У главного героя Пруста, как вы знаете, нет имени, что симптоматично. Начало его романа есть одновременно начало того акта, который я вам описываю. Поскольку чтобы настроиться на то, чтобы читать    смыслы, а    не    прямые    значения, нужно    предположить себя несуществующим; лишь тогда   можно   разобраться   в   собственной    жизни, начать   философствовать   или    писать   тексты, подобные Прусту. Нужно предположить себя не имеющим имени, потому что имя — это готовая вещь, которая существует в бесконечном мире рыбы в аквариуме. «Я знаю себя в качестве Мераба» — это аквариумное знание. Оно к тому же страшно тем, что не вызывает у меня сомнения. То есть «я знаю, что я знаю» так же, как и рыба в аквариуме «знает», что вода бесконечна и в ней никогда не увидишь руки. Такого   рода   состояние, а   именно: состояние   уверенного   знания, то   есть   знания   своего знания, Серен Кьеркегор называл очень выразительно — «смертельной болезнью», от которой, кстати сказать, умирают. Умирают все возможности реализовать свою жизнь, собрать ее. Ибо человек будет жить вот в тех вещах, которые я назвал узлами, сцеплениями жизни, где каждый раз будет торчать рука из другого мира, подобная метеориту, но, будучи привязан к знанию как к вещи, он и будет погибать. В другой связи Пруст выражается об этом так: как правило, привязанность к предмету (под слово  «предмет» подставьте в данном случае знание, например, «я  привязан к тому, что я знаю, что я — такой-то») влечет за собой смерть   владельца этого предмета. По словам Кьеркегора, это — смертельная болезнь. Но Пруст   не цитировал его. Тут нет заимствования, хотя мысль или состояние одно и то же. Просто это говорит о том, что есть закон нашей сознательной жизни: стоит  глубоко  проделать  какой-то опыт сознания, и в результате на поверхность выскакивают одни и те же слова, даже одни и те же мыслительные связки. И происходит это совершенно независимо, повторяю, от проблемы влияния, заимствования. Так, очевидно, в своем  фундаменте устроена  наша сознательная жизнь; если  начать двигаться, то будут именно  те слои, какие есть, — если  на  полную  катушку, серьезно  проделан  опыт, который  я  назвал  опытом  Пути. Представьте себе геологический срез: если его хорошо взрезать, то там будут именно те слои, что есть, а не какие-нибудь другие.
——
### ВАША ЗАДАЧА
Продолжите фрагмент о Прусте и «смертельной болезни» уверенного знания, начав сразу после его последнего предложения. Пункты ниже представляют собой отдельный материал и с этим фрагментом не связаны.
——
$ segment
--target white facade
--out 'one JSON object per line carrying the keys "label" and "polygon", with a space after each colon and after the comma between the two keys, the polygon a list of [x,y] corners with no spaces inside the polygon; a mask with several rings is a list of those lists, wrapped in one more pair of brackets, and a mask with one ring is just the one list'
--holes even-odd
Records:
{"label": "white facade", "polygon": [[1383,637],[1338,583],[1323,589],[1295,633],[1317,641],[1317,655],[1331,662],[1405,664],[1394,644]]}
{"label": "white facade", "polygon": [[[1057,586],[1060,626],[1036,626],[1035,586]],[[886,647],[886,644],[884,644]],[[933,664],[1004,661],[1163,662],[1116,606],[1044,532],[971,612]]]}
——
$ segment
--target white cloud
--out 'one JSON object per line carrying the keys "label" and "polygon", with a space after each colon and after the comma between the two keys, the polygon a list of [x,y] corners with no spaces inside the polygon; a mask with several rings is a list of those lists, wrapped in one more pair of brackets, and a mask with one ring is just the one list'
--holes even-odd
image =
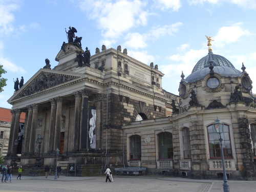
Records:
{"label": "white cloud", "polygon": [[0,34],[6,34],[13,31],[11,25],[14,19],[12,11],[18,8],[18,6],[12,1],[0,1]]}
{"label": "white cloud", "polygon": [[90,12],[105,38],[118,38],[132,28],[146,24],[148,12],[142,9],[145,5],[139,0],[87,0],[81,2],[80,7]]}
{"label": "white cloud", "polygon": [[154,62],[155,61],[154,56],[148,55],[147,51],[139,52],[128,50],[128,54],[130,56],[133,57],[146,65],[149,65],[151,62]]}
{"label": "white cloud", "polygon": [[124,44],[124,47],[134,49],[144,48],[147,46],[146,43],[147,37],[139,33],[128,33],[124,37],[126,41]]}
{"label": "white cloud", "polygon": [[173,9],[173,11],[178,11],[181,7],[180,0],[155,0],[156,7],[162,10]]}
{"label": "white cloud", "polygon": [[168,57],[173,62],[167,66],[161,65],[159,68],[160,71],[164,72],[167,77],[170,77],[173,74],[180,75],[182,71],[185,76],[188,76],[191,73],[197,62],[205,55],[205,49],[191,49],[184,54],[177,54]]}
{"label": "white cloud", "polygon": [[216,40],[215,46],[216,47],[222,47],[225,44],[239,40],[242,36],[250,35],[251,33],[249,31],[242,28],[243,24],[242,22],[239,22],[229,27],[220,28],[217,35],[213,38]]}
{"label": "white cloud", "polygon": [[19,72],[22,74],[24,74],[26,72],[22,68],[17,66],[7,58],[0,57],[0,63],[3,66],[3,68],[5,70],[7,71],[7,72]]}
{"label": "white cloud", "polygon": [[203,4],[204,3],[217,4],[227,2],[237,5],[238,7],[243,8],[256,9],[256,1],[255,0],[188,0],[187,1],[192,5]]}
——
### ОТВЕТ
В этом отказе от знания, вернее, от «смертельной болезни» и состоит первый акт философии. Если можно себе представить дворец философии, то на его фронтоне должно быть написано сократовское изречение «Я знаю, что ничего не знаю». И если мне кто-нибудь скажет, что свой роман Пруст начинает случайно с пробуждения человека в своей постели, который должен связать нити дней, годов, — то я не поверю в это. Так же, как мне не смогут доказать что Пруст сознательно обращался к Сократу, сознательно имитировал философский акт. Нет, это то совпадение, та корреспонденция, о которой говорили символисты. Очевидно, вы слышали об игре символических соответствий — correspondence — это одна из тем искусства XX века. Пруст, поставив перед собой задачу расшифровки, смоделировал ситуацию просыпающегося человека — человека, который должен восстановить все сознание. Он как бы ставит эксперимент, начав с полного незнания героем самого себя. Просыпающийся не имеет себя в готовом виде в готовом мире. И даже имени у него нет до самого конца романа. Мы не знаем, как зовут героя. А то, что знаем о нем, — это знание устанавливается внутри самого романа, в зависимости от прохождения Пути, расшифровки смыслов.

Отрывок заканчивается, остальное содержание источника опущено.